(JOB)
With the line containing "Locate every instance of the metal" as the first line and the last line of the records as the final one, reproduce that range exactly.

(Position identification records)
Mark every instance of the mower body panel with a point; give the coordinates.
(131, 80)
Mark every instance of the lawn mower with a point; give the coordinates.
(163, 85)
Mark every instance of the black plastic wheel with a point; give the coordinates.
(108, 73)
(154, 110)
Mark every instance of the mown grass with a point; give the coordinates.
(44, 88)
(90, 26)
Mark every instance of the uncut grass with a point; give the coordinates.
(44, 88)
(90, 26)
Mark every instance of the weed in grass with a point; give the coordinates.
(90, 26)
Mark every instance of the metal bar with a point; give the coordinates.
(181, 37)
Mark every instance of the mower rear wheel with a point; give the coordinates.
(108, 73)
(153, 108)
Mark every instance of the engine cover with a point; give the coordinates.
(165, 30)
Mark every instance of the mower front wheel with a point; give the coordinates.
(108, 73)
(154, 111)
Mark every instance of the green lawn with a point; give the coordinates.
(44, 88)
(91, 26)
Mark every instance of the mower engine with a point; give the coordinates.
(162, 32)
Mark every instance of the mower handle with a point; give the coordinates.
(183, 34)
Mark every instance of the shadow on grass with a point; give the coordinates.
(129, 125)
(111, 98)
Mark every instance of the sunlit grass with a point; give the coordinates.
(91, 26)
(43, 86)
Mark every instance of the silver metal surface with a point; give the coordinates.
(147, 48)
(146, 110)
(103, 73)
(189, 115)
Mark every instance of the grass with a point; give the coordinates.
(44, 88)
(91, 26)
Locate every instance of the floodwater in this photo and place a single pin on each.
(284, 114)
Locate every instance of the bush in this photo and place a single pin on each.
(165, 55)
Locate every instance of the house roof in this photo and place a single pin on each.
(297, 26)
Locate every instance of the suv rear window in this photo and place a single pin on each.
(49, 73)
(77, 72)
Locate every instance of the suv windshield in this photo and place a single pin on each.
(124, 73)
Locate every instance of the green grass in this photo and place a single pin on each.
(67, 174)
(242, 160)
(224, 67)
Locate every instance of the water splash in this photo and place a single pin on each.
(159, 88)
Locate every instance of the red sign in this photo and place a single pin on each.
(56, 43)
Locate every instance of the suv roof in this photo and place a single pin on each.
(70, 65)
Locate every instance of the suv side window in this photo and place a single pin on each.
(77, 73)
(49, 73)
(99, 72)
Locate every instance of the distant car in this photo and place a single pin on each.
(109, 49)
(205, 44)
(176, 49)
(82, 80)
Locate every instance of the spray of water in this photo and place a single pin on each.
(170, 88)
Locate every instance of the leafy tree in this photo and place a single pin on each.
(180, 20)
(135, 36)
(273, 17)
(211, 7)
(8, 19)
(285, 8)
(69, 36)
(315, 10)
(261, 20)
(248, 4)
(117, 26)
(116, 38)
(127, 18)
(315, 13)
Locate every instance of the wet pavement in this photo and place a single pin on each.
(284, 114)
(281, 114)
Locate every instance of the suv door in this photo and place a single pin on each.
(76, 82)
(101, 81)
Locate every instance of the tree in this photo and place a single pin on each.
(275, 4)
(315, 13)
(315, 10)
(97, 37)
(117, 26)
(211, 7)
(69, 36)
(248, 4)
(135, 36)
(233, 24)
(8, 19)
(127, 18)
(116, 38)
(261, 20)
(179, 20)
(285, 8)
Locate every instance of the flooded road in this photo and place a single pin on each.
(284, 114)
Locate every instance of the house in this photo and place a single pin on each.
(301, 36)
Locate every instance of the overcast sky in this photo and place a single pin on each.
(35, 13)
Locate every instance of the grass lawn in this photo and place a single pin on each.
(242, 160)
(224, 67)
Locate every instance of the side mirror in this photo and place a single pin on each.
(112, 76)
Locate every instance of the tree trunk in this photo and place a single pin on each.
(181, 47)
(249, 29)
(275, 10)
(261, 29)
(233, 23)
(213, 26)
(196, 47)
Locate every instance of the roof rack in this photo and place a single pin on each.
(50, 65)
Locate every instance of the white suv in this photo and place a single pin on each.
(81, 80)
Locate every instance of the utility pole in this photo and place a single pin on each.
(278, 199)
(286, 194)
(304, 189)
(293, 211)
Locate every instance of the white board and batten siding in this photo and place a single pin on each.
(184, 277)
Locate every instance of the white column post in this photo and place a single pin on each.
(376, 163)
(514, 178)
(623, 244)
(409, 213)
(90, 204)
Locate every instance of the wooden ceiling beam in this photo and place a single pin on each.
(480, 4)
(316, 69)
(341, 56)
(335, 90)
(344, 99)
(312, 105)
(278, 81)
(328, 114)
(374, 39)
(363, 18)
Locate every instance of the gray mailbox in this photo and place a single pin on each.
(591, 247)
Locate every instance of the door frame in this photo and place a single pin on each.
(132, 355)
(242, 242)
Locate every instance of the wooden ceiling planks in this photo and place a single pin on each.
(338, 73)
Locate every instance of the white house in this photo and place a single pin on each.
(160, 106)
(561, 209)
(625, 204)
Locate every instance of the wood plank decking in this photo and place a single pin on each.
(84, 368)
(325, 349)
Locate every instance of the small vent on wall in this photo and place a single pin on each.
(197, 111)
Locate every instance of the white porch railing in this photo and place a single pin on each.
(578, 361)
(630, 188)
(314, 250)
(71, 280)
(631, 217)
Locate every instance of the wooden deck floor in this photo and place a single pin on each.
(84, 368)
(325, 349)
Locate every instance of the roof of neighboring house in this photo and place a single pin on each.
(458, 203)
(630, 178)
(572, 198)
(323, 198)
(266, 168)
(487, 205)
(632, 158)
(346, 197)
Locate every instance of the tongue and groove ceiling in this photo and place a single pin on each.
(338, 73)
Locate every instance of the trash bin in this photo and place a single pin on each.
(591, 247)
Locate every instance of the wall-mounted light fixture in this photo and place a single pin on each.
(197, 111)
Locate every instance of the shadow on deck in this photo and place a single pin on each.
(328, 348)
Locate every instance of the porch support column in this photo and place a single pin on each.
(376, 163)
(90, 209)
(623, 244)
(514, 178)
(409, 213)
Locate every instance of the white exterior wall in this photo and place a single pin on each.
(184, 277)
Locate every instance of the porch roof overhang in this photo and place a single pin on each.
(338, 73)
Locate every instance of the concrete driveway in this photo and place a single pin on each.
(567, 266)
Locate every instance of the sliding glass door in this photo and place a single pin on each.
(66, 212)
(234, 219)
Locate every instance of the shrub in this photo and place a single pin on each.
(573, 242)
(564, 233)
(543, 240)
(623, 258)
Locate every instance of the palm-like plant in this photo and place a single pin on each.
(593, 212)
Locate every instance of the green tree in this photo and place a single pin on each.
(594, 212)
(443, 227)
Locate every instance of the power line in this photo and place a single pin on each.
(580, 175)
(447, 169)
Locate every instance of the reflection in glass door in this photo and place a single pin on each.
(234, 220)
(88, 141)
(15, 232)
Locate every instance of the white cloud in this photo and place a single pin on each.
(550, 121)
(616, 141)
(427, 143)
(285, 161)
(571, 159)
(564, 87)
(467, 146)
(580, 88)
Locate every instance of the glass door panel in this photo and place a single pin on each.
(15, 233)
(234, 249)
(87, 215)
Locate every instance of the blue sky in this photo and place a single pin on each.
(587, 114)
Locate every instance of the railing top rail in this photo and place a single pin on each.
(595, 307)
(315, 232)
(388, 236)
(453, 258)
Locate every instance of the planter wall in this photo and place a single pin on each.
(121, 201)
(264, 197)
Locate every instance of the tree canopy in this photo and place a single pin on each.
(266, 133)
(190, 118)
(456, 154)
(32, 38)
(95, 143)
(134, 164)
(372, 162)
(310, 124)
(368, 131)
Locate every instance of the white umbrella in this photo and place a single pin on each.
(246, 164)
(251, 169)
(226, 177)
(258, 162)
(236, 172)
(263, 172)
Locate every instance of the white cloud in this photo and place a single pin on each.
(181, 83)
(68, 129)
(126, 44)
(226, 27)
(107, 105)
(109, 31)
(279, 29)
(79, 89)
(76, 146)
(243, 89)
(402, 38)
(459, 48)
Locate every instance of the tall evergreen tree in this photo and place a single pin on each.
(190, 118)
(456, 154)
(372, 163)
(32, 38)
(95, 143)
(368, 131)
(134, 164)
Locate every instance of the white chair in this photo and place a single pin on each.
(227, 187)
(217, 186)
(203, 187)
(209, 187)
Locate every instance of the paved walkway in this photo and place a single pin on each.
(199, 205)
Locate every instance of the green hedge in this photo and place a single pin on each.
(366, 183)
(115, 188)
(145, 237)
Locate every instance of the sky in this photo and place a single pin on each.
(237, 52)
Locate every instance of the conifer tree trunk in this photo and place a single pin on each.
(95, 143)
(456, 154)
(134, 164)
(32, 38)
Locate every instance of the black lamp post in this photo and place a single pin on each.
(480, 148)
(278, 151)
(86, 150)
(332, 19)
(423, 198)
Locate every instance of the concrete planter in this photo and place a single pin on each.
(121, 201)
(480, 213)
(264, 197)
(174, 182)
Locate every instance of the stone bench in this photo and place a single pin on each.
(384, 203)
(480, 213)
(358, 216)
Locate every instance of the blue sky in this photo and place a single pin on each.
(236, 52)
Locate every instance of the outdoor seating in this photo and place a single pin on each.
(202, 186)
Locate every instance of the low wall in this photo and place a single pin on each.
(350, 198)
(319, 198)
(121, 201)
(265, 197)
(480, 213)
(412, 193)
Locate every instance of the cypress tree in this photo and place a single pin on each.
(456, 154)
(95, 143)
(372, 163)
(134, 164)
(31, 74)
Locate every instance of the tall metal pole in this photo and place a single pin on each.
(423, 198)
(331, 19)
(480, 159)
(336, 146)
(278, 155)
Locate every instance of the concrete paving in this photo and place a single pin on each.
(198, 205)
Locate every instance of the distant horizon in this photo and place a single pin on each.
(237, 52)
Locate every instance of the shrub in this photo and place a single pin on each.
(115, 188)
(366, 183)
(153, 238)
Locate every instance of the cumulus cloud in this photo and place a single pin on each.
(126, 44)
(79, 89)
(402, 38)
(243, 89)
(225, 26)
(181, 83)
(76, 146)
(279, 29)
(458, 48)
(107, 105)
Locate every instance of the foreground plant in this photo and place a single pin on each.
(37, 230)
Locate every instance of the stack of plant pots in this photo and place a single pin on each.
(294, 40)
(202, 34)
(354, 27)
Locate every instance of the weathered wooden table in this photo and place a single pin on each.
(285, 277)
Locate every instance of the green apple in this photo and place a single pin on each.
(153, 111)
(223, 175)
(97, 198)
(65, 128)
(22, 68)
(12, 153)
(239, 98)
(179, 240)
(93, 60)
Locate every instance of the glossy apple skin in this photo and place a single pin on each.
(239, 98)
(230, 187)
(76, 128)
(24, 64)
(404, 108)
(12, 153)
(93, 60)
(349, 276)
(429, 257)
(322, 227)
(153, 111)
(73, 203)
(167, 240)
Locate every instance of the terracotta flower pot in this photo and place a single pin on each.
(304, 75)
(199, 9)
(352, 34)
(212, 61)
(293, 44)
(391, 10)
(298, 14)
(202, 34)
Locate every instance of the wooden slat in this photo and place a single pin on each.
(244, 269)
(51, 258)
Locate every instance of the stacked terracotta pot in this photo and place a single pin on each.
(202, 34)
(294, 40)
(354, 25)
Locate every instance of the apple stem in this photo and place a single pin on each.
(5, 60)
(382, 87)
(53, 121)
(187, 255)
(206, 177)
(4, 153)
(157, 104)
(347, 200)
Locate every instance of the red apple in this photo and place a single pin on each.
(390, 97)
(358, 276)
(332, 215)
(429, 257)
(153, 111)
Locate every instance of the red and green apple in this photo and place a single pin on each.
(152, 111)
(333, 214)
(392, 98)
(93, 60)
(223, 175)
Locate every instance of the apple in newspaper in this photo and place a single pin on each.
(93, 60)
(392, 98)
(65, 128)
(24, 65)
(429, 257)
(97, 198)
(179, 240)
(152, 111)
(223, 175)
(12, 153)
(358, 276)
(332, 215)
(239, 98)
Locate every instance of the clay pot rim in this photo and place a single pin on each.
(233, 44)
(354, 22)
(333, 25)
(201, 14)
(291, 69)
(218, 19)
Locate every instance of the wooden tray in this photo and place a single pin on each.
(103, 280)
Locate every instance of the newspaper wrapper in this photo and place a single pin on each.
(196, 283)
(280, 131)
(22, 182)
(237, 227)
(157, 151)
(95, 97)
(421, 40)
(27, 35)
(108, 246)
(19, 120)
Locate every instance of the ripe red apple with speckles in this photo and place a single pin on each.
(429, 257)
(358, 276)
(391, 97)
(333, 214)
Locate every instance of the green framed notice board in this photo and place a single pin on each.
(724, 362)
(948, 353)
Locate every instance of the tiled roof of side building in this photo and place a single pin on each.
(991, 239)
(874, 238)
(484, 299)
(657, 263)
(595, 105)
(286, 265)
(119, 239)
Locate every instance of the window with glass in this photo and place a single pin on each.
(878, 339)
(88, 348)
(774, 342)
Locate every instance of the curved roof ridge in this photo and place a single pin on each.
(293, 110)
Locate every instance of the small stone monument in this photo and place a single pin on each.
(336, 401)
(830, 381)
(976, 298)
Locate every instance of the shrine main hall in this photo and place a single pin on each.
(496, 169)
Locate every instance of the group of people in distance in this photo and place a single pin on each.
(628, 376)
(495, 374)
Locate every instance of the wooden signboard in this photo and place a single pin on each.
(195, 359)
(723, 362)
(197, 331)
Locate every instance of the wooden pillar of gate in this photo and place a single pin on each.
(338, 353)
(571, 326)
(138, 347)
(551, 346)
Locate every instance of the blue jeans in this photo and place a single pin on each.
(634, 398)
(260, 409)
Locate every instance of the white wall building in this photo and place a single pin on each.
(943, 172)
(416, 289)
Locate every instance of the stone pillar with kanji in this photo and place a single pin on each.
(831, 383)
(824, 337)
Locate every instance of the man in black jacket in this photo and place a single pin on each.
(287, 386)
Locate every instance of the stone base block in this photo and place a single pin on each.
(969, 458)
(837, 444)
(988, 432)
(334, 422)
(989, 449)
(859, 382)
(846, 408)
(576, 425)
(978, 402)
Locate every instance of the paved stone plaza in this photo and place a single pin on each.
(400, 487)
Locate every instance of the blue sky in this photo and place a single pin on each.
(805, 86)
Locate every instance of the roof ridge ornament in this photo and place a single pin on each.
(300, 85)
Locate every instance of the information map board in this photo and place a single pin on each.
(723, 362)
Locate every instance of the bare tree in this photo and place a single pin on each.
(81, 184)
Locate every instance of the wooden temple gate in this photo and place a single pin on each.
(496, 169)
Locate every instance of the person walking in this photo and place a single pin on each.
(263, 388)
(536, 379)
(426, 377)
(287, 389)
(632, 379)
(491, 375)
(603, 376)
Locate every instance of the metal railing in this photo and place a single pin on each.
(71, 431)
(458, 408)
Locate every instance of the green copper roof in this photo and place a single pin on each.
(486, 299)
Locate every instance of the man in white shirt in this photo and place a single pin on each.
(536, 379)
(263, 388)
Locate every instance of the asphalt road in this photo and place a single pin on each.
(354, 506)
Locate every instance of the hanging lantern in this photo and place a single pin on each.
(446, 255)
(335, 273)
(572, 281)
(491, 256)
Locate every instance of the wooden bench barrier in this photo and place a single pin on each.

(EXERCISE SOLUTION)
Locate every instance of the metal railing in this photo and place a single pin on each.
(71, 431)
(458, 408)
Locate every instance of the green copper roof in this photo and place a single pin on each.
(486, 299)
Locate every instance of the man in white shirt in this photo and place a single pin on each.
(536, 379)
(263, 388)
Locate every instance of the asphalt road in this photo and place a single pin on each.
(354, 506)
Locate every instance of the hanging lantern in this photo and place a single pin on each.
(446, 255)
(335, 273)
(572, 281)
(491, 256)
Locate every instance of the wooden bench barrier in this photo and place a single pin on each.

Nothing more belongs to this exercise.